Exercise requirements:
Rewrite the rows below with every "pixel coords per instance" changed to "pixel coordinates for each instance" and nothing else altered. Omit the pictures.

----- Given data -----

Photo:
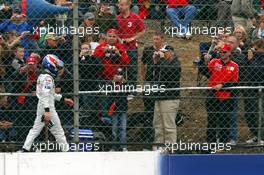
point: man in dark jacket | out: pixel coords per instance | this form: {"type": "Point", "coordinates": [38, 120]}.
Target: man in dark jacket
{"type": "Point", "coordinates": [167, 74]}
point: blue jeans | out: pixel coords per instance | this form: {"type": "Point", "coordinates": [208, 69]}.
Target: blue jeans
{"type": "Point", "coordinates": [119, 123]}
{"type": "Point", "coordinates": [133, 67]}
{"type": "Point", "coordinates": [233, 128]}
{"type": "Point", "coordinates": [188, 12]}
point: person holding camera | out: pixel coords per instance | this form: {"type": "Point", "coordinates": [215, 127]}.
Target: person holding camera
{"type": "Point", "coordinates": [223, 72]}
{"type": "Point", "coordinates": [113, 56]}
{"type": "Point", "coordinates": [168, 74]}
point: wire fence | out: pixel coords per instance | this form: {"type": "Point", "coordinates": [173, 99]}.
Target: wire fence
{"type": "Point", "coordinates": [165, 73]}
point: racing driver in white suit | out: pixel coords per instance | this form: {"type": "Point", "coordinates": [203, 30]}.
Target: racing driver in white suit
{"type": "Point", "coordinates": [46, 112]}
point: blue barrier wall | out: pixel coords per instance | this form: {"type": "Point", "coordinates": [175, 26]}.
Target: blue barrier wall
{"type": "Point", "coordinates": [211, 165]}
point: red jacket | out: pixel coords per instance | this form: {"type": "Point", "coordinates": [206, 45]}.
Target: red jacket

-----

Exercise result:
Photo:
point: man in dark jacket | out: pixel coordinates for each instance | this form: {"type": "Point", "coordinates": [38, 120]}.
Target: man in dark jacket
{"type": "Point", "coordinates": [167, 74]}
point: blue jeans | out: pixel coordinates for each instance | this form: {"type": "Point", "coordinates": [208, 69]}.
Target: blue jeans
{"type": "Point", "coordinates": [119, 123]}
{"type": "Point", "coordinates": [133, 67]}
{"type": "Point", "coordinates": [233, 128]}
{"type": "Point", "coordinates": [188, 12]}
point: person holding camera | out: pixel coordinates for each instance | this form: {"type": "Point", "coordinates": [215, 127]}.
Target: person holding camera
{"type": "Point", "coordinates": [223, 72]}
{"type": "Point", "coordinates": [113, 56]}
{"type": "Point", "coordinates": [168, 74]}
point: wire fence | out: pixel coordinates for each instance | this form: {"type": "Point", "coordinates": [173, 99]}.
Target: wire fence
{"type": "Point", "coordinates": [165, 73]}
point: racing driver in white suit | out: pixel coordinates for each instance | this form: {"type": "Point", "coordinates": [203, 30]}.
Target: racing driver in white suit
{"type": "Point", "coordinates": [46, 112]}
point: blue barrier wall | out: pixel coordinates for each instance | this form: {"type": "Point", "coordinates": [175, 26]}.
Target: blue barrier wall
{"type": "Point", "coordinates": [211, 165]}
point: red jacket | out: pixel coordinates for each instance | this form: {"type": "Point", "coordinates": [206, 45]}.
Target: red jacket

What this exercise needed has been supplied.